**Required work**. Each line of the data that mentions the string "backrest" needs to be identified and copied.

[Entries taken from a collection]
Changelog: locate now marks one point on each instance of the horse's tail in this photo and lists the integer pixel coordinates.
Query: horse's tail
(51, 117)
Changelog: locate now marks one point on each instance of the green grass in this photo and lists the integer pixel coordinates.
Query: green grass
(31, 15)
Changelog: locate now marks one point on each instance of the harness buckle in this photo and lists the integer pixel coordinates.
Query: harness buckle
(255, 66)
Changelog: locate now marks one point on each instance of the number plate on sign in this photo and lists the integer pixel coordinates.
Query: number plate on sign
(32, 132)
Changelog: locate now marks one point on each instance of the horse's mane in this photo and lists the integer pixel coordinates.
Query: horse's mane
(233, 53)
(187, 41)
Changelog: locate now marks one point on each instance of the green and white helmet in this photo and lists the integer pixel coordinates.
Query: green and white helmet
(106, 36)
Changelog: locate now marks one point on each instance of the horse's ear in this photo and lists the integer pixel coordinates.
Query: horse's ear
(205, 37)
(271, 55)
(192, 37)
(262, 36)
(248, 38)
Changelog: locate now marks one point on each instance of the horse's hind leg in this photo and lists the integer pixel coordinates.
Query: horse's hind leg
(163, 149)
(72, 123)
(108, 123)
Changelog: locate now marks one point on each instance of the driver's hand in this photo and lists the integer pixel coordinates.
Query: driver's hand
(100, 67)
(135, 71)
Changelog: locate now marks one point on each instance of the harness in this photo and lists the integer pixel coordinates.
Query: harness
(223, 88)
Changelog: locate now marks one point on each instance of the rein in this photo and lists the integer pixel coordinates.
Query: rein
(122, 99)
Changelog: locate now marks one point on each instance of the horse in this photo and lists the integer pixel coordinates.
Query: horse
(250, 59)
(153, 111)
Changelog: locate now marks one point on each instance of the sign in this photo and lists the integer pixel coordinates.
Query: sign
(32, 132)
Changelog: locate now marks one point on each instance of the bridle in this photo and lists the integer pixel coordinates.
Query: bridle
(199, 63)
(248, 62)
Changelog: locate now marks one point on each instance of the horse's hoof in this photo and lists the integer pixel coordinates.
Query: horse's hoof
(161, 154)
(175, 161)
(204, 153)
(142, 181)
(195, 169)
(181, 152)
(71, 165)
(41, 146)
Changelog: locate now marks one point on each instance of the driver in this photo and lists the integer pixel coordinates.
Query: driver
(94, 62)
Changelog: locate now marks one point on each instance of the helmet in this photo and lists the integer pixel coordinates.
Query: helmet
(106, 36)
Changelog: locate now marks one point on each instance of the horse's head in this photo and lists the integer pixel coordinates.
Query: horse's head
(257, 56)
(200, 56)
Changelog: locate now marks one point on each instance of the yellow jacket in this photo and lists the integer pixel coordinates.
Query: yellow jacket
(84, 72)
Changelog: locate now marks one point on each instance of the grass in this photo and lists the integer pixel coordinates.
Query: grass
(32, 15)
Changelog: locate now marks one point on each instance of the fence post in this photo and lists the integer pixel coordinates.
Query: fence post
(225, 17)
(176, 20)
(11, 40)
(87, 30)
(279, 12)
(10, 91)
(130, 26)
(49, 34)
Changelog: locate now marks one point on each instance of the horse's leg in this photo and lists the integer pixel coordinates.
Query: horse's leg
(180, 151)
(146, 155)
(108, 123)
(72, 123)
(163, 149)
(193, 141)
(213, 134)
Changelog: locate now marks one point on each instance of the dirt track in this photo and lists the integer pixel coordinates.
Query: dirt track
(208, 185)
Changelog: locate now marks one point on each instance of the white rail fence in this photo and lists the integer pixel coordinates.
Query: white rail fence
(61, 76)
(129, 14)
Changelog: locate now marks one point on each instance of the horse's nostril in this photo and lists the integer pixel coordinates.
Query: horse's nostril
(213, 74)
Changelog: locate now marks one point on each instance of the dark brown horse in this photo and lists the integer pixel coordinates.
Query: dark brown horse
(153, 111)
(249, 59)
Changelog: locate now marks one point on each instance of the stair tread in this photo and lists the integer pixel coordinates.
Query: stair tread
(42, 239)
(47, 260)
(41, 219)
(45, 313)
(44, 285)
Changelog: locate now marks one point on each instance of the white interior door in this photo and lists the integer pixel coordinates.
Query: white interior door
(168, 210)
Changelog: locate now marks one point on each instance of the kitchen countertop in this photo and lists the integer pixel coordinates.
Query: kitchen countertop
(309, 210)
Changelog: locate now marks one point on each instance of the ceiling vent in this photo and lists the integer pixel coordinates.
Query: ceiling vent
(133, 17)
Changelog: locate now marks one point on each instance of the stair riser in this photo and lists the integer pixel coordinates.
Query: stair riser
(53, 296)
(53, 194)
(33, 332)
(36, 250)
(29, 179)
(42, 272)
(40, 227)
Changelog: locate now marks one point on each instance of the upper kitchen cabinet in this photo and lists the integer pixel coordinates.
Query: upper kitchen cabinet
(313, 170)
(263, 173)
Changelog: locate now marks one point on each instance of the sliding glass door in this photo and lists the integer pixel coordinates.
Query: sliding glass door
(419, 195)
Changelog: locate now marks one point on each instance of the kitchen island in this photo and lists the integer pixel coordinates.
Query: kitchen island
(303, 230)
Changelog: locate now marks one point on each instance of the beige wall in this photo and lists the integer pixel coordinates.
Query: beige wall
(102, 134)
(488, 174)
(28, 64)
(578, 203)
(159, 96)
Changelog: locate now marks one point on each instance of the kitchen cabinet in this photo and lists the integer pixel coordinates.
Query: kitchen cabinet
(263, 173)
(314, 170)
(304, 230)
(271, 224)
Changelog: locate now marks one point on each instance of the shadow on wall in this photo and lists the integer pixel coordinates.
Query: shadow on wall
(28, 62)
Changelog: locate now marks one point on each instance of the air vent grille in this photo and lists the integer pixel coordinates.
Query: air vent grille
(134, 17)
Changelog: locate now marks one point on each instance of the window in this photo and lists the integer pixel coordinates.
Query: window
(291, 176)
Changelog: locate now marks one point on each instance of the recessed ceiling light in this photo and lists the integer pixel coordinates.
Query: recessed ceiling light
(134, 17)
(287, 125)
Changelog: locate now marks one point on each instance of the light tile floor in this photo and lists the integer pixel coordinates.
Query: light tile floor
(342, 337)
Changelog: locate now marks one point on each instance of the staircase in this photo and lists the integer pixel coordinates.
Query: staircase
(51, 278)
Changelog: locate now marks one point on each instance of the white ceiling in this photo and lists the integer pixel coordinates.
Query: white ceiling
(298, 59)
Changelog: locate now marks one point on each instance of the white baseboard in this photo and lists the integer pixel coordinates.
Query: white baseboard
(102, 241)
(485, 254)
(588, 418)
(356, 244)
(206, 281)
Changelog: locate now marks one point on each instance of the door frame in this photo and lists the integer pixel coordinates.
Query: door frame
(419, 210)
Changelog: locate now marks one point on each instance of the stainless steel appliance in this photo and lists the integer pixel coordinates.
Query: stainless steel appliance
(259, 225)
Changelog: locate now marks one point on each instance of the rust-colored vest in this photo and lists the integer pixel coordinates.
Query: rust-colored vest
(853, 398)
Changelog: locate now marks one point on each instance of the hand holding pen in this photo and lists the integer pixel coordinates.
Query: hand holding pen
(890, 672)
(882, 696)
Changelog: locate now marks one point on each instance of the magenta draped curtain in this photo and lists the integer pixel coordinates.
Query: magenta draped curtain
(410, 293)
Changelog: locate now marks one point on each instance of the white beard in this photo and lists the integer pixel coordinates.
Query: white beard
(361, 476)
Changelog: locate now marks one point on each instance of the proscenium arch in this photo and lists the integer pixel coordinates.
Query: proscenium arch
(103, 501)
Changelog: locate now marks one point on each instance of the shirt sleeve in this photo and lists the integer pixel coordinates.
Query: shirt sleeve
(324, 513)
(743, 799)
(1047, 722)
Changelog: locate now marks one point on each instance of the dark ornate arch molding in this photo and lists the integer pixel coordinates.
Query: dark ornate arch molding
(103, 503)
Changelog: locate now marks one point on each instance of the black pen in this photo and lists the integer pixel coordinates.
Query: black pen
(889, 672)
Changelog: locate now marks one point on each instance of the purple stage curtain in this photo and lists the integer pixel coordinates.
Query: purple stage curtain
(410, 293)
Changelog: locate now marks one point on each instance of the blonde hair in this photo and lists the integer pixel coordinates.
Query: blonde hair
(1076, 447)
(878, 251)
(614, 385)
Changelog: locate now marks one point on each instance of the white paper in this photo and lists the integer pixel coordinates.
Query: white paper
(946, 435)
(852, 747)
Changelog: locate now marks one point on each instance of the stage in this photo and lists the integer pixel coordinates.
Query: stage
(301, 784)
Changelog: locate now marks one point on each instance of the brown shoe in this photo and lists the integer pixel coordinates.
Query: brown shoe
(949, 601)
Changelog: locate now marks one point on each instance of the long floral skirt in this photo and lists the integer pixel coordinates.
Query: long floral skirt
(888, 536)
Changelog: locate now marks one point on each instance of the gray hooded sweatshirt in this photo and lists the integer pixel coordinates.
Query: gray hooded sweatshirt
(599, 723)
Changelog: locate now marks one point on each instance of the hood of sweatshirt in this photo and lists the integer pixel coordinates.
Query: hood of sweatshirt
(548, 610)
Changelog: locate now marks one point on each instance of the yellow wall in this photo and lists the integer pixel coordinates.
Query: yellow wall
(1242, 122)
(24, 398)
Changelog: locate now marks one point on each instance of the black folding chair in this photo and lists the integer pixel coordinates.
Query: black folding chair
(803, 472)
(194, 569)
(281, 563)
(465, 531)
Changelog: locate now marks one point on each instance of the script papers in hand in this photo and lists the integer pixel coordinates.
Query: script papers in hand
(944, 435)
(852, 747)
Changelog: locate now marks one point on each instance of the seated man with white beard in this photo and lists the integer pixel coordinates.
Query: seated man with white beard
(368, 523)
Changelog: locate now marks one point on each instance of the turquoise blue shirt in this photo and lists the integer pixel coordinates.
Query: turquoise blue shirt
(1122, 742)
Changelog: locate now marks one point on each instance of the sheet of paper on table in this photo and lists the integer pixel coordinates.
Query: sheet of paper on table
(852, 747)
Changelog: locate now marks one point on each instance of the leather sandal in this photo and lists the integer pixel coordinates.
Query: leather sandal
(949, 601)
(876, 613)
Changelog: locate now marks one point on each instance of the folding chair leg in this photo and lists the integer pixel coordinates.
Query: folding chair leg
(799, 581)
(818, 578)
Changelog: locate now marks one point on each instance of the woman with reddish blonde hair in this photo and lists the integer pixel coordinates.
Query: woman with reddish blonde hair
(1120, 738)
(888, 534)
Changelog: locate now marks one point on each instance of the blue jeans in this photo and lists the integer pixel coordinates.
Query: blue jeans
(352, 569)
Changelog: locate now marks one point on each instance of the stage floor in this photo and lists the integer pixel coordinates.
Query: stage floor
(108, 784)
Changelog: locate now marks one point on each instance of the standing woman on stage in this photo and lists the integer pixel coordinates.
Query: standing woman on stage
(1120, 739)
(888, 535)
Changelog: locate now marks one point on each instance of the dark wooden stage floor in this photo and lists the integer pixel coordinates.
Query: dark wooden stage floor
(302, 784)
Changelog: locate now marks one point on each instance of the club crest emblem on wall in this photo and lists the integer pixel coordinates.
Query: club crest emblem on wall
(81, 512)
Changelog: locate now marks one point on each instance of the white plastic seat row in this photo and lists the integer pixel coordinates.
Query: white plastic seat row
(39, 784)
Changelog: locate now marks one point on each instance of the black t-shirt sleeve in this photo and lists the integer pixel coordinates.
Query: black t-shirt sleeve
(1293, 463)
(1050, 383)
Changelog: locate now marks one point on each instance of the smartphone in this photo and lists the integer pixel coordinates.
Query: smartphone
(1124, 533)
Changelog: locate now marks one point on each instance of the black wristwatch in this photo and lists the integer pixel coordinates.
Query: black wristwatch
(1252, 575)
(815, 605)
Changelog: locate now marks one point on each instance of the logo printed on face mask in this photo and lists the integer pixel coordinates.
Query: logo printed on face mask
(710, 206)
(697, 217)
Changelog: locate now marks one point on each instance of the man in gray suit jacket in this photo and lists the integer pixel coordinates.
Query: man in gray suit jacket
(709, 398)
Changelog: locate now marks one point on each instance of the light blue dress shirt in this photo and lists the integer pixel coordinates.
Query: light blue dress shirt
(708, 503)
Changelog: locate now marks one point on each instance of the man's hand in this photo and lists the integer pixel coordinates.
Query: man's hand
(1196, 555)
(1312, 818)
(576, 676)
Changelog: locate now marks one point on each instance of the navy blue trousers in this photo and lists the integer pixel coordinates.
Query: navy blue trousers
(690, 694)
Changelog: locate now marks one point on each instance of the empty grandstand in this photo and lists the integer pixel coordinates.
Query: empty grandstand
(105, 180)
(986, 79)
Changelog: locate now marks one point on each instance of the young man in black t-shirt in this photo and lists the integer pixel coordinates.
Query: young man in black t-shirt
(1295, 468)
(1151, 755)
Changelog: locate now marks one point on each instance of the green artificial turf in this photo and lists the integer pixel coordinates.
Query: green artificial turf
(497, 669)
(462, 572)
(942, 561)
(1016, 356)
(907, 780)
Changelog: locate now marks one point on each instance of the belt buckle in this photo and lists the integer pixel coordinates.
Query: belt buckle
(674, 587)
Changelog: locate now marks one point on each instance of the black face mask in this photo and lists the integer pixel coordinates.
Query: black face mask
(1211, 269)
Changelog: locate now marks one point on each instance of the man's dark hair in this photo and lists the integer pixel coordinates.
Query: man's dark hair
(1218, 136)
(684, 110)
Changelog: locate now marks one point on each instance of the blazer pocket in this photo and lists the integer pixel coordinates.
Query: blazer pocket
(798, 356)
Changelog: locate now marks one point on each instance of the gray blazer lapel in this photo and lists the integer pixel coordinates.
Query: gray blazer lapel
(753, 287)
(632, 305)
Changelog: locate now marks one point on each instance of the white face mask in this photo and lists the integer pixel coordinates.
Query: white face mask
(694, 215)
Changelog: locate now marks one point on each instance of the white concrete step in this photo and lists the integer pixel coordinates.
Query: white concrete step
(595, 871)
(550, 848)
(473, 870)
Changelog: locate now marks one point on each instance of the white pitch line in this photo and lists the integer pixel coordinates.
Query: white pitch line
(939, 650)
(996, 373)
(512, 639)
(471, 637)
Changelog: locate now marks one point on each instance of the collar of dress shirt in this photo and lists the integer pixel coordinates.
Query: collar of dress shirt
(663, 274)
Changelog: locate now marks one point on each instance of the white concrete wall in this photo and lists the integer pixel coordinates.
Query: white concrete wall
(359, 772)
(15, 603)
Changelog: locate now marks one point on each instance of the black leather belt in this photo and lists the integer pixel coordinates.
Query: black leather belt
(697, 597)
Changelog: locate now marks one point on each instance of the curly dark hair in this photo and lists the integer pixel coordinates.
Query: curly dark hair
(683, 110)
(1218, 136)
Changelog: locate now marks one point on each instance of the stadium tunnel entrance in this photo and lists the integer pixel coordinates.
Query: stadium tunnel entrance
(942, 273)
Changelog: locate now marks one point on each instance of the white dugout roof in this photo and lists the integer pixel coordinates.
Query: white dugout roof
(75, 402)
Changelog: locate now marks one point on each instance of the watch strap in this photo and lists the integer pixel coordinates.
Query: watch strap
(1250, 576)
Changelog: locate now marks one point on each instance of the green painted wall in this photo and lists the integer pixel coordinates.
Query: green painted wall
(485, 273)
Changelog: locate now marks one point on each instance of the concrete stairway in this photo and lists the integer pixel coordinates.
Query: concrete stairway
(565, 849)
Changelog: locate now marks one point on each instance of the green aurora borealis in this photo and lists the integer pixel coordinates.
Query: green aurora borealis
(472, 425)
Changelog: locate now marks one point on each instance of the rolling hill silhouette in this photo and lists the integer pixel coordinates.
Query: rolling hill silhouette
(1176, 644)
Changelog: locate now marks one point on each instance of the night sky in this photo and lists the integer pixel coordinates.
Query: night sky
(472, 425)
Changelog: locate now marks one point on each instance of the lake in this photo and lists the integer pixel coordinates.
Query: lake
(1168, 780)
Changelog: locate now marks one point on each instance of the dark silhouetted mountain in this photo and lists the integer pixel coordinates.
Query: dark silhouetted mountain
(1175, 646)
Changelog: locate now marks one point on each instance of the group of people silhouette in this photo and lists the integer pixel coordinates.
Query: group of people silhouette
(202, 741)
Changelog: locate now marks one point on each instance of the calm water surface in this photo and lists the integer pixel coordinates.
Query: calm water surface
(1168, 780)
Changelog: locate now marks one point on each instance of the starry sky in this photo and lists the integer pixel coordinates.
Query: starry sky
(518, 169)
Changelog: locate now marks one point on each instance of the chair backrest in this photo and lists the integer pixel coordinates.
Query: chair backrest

**Result below**.
Changelog: locate now marks one point on each instance of the chair backrest in this photo and lists the integer pixel coordinates.
Query: chair backrest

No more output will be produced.